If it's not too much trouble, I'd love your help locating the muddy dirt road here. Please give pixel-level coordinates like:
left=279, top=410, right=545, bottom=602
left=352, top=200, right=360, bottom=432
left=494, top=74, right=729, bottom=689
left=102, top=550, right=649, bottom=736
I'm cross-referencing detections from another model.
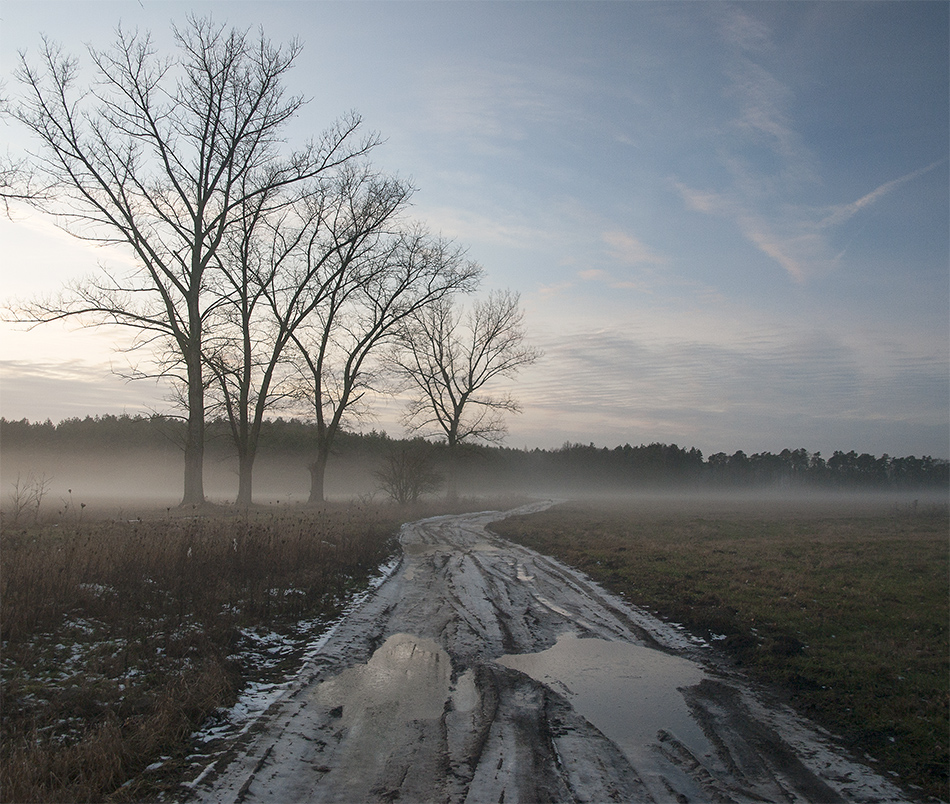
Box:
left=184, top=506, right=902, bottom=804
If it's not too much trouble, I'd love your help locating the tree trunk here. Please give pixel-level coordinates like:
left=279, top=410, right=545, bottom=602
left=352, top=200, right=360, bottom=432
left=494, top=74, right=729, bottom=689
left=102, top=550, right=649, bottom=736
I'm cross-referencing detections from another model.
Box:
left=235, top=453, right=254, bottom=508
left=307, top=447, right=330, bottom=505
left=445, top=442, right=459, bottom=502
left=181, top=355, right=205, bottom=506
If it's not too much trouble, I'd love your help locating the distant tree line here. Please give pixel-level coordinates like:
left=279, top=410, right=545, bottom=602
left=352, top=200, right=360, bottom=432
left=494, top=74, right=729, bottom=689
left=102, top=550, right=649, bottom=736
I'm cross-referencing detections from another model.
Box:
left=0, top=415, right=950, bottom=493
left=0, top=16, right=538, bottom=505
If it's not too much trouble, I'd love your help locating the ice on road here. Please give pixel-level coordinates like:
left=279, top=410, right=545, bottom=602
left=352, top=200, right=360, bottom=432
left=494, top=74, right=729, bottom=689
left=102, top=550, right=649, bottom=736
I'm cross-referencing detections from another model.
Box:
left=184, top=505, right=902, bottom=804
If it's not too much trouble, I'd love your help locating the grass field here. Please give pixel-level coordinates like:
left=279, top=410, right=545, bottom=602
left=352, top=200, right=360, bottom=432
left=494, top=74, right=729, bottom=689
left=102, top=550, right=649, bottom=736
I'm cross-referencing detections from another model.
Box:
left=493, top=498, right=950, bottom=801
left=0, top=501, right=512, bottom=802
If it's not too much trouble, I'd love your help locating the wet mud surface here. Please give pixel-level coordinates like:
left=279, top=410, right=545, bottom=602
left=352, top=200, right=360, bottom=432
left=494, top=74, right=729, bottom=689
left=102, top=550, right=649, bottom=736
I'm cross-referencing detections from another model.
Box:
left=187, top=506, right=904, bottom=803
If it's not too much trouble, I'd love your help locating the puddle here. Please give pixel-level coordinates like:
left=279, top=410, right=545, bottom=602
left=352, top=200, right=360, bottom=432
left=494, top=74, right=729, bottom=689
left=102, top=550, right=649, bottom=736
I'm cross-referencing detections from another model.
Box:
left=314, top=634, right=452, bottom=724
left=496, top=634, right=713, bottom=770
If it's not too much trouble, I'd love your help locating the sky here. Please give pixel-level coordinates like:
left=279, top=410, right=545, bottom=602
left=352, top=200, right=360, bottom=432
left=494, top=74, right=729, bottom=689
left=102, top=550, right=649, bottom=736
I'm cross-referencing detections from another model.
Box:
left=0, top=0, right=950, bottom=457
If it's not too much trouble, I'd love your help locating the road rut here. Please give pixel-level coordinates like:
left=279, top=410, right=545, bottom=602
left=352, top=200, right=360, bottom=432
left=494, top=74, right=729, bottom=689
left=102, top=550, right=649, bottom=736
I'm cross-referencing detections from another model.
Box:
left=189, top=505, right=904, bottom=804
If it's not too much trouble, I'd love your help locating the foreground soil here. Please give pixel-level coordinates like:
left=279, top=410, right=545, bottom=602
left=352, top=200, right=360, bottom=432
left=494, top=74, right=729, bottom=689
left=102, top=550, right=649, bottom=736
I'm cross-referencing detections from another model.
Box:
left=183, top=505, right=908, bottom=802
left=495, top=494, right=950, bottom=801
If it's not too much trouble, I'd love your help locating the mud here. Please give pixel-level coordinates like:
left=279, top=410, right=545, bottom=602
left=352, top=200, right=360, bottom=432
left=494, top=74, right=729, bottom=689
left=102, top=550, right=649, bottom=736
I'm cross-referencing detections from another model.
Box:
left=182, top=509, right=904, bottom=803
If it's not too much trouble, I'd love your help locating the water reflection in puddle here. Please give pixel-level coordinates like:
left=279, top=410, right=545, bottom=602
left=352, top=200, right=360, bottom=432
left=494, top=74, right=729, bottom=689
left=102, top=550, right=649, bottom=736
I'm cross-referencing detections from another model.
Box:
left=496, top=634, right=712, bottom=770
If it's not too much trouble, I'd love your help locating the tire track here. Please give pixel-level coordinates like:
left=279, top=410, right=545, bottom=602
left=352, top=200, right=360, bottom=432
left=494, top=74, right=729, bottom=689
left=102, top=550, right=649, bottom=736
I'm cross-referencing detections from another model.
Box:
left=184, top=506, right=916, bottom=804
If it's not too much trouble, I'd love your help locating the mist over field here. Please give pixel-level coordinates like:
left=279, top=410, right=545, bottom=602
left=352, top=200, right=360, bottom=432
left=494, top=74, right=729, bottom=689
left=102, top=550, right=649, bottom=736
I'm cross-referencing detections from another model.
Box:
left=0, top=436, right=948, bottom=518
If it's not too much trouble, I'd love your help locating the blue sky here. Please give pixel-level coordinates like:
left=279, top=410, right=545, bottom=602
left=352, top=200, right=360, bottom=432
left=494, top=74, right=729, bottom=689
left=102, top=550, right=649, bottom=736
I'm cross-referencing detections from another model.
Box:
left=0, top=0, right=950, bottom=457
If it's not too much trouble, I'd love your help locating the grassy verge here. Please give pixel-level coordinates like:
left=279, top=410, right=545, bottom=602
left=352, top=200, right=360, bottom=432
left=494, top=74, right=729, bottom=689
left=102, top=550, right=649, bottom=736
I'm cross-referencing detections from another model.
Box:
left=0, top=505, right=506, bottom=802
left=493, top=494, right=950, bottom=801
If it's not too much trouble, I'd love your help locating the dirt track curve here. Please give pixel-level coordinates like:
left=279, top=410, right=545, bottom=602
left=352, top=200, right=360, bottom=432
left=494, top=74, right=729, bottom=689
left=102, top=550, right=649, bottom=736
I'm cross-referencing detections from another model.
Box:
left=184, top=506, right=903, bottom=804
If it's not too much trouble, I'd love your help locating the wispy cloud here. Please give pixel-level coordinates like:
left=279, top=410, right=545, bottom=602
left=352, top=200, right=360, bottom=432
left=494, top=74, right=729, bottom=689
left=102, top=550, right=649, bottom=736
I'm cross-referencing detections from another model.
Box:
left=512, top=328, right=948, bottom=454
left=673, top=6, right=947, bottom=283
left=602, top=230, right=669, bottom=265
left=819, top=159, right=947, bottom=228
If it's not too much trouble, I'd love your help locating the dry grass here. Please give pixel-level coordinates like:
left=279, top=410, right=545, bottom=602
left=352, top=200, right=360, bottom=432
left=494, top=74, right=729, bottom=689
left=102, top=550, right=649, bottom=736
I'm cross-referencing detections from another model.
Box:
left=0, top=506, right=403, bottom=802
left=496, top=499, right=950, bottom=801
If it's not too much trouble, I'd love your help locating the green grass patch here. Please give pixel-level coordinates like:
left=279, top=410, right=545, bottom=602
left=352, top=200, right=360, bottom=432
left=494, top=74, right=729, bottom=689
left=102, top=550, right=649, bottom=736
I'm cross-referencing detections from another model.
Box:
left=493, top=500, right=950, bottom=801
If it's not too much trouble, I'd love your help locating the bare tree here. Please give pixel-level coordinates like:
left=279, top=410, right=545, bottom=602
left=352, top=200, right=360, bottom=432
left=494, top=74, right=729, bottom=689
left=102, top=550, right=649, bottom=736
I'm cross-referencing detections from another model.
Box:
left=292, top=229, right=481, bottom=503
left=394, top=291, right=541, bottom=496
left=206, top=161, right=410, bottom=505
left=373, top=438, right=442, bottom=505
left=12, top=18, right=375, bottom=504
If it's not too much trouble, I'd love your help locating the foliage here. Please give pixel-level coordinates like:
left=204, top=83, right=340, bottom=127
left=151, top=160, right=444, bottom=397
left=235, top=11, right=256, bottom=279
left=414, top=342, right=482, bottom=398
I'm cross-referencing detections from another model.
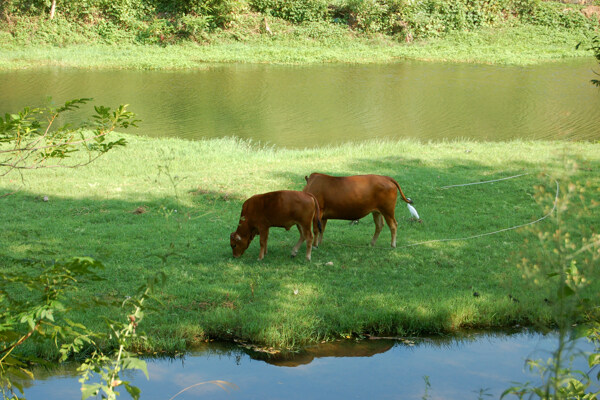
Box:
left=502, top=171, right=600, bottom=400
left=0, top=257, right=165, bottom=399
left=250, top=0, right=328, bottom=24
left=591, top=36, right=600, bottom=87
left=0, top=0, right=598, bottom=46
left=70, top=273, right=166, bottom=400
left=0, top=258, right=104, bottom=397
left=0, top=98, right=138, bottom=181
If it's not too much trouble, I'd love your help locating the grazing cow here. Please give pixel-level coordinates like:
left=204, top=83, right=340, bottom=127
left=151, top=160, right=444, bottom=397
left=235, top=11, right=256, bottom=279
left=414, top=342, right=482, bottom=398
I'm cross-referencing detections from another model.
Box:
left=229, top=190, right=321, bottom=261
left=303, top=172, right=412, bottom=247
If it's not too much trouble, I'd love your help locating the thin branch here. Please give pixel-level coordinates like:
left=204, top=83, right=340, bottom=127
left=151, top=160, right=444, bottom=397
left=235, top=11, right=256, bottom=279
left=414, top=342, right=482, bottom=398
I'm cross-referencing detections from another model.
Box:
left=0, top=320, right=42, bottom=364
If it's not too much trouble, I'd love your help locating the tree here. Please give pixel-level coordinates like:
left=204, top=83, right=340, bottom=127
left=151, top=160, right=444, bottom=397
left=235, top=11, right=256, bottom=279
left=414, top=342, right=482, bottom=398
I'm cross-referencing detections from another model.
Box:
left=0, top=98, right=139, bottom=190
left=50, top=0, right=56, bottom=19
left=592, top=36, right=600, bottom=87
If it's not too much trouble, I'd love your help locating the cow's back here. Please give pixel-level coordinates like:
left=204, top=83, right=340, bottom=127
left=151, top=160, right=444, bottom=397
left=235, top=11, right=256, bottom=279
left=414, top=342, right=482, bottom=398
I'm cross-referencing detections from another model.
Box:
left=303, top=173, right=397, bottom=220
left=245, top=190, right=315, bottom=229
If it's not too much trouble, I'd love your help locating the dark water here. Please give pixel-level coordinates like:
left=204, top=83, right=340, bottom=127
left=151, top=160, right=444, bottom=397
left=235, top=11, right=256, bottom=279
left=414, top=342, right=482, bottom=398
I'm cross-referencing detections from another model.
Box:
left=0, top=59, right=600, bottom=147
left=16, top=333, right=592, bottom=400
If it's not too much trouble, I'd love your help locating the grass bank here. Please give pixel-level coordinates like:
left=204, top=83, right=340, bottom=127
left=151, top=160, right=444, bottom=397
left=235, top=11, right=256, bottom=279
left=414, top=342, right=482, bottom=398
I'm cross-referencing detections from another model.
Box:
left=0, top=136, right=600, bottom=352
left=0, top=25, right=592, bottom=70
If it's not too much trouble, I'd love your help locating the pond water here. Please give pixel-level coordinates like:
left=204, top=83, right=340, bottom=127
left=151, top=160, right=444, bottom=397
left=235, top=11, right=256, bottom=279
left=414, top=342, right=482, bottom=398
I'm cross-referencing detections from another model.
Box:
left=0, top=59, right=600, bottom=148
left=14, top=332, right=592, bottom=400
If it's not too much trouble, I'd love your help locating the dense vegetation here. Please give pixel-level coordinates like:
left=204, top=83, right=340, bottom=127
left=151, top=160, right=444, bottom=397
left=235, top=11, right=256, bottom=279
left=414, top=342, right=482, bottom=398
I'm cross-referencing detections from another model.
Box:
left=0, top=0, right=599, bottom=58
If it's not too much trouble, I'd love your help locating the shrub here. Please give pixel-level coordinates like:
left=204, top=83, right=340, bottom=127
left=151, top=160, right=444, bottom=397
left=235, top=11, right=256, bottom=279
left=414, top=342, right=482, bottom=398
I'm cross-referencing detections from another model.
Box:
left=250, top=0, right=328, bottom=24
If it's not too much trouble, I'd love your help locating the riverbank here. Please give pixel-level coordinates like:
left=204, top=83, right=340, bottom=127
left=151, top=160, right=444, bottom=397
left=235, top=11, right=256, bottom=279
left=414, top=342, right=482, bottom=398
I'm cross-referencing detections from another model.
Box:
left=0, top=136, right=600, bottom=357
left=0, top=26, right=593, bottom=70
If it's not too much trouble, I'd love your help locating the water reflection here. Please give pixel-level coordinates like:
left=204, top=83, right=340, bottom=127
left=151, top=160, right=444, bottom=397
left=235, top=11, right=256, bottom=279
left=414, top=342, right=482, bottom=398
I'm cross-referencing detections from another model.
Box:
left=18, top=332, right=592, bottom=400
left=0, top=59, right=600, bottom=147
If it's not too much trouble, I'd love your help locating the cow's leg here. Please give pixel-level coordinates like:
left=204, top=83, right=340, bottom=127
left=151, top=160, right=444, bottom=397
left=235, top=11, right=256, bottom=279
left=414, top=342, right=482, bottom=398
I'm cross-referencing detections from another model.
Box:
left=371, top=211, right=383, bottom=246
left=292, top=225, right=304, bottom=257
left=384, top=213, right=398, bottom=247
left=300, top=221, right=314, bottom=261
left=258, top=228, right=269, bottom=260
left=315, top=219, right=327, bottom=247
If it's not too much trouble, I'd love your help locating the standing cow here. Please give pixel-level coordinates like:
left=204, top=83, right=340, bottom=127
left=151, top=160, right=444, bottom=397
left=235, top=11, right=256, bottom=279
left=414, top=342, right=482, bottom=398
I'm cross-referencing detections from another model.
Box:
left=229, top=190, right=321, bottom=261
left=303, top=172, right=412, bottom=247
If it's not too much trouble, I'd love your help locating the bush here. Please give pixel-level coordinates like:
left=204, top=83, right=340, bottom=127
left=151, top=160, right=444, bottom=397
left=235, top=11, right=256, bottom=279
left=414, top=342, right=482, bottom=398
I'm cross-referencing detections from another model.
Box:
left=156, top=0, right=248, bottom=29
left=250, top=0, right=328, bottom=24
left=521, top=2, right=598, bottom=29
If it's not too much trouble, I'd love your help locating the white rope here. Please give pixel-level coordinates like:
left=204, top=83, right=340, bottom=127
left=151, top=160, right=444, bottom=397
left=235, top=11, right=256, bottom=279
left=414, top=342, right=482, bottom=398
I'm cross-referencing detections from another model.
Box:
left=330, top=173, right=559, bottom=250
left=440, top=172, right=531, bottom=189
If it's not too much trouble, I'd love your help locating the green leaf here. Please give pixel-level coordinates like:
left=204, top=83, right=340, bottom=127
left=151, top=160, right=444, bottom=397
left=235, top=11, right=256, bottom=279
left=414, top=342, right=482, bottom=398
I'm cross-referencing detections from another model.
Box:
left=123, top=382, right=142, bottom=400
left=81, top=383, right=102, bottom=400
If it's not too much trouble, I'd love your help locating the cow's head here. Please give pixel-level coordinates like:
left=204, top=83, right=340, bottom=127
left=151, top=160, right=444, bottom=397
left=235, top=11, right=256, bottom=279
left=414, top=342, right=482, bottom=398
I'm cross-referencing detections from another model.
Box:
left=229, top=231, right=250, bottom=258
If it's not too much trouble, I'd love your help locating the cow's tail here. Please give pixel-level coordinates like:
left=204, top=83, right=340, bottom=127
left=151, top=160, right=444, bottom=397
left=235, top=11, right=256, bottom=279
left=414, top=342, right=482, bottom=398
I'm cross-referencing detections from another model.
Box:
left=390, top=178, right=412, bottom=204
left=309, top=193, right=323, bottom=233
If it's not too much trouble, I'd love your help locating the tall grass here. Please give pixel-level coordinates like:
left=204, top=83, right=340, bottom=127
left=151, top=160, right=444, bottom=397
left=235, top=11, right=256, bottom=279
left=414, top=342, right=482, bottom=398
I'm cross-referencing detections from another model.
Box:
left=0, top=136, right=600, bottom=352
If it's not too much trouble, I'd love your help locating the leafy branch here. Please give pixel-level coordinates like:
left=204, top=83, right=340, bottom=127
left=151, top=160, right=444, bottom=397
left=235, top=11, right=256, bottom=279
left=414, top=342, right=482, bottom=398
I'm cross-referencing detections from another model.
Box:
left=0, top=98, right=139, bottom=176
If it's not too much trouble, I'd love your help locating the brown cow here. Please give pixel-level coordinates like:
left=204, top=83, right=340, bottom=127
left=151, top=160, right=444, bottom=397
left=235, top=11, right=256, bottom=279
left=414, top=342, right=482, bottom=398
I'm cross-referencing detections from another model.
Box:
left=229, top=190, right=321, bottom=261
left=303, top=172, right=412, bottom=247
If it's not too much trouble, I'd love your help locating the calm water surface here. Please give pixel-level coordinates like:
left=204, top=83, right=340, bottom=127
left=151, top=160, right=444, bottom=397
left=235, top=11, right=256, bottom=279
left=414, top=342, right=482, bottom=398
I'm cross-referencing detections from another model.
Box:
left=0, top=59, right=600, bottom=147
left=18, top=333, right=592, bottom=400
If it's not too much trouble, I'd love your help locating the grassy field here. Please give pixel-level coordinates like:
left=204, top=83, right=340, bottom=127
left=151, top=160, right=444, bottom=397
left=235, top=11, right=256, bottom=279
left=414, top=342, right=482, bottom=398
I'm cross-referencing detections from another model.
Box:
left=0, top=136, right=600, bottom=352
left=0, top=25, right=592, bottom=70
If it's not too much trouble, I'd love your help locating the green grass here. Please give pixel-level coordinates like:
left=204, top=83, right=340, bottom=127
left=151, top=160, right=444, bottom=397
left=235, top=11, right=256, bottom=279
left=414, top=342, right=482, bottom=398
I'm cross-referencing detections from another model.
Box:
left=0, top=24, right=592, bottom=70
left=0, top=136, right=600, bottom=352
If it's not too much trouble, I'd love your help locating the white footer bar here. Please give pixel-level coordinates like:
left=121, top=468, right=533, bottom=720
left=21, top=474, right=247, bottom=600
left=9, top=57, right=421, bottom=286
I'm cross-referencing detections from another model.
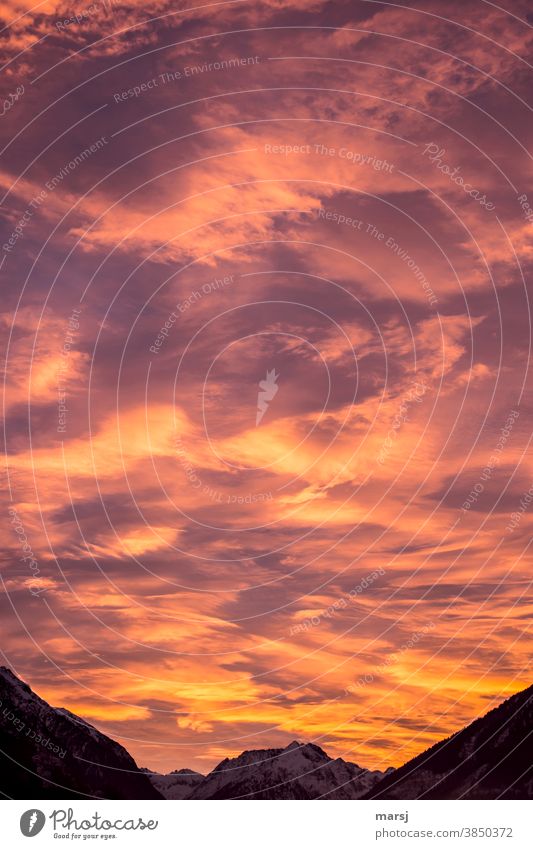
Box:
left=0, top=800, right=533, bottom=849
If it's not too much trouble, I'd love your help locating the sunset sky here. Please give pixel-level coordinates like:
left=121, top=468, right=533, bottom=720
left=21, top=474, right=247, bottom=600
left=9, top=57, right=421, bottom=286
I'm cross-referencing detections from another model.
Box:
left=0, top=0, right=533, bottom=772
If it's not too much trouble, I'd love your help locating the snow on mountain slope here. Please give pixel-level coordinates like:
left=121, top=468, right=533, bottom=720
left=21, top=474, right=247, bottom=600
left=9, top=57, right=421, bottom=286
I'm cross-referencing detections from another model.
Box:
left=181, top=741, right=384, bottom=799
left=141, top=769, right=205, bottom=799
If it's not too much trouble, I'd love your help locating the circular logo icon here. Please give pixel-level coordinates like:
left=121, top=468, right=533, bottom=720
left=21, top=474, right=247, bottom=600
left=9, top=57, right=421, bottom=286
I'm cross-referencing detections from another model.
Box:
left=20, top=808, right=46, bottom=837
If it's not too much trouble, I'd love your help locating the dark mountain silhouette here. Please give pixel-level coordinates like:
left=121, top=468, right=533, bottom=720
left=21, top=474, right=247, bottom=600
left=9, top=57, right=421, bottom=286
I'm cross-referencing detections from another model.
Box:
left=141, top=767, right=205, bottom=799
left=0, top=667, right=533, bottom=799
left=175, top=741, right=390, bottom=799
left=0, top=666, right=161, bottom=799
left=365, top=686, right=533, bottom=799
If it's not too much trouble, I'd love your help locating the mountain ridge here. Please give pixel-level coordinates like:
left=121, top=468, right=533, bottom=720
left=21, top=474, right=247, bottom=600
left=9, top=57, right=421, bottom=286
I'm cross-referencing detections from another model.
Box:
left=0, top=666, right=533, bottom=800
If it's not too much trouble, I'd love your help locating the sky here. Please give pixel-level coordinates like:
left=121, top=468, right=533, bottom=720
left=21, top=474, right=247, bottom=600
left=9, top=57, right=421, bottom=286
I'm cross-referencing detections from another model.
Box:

- - -

Reproduce the listing above word for word, from its first line through the line containing "left=184, top=505, right=902, bottom=804", with both of those lines included. Leave the pictures out of your copy.

If it's not too much trouble, I'd love your help locating the muddy dirt road here. Please give pixel-level coordinates like:
left=279, top=410, right=545, bottom=602
left=352, top=200, right=360, bottom=432
left=494, top=74, right=729, bottom=689
left=102, top=550, right=649, bottom=736
I'm cross-referencing detections from another model.
Box:
left=184, top=506, right=902, bottom=804
If it's not too much trouble, I'd love your help locating the tree trunk here. Please give pixel-level coordinates like:
left=279, top=410, right=545, bottom=602
left=352, top=200, right=360, bottom=432
left=494, top=74, right=729, bottom=689
left=102, top=550, right=649, bottom=736
I'm cross-referencing detections from another model.
Box:
left=235, top=453, right=254, bottom=508
left=307, top=447, right=330, bottom=505
left=445, top=442, right=459, bottom=502
left=181, top=355, right=205, bottom=506
If it's not too much trouble, I'd love your help locating the distant tree line here. Please give pixel-level coordinates like:
left=279, top=410, right=545, bottom=602
left=352, top=200, right=360, bottom=432
left=494, top=74, right=729, bottom=689
left=102, top=550, right=649, bottom=736
I'm cross-referencing detections from another model.
Box:
left=0, top=415, right=950, bottom=493
left=0, top=16, right=538, bottom=505
If it's not too much trouble, I'd love your help locating the ice on road here. Please give pixel-level coordinates like:
left=279, top=410, right=545, bottom=602
left=352, top=200, right=360, bottom=432
left=494, top=74, right=729, bottom=689
left=102, top=550, right=649, bottom=736
I'm cross-referencing detections from another model.
Box:
left=184, top=505, right=902, bottom=804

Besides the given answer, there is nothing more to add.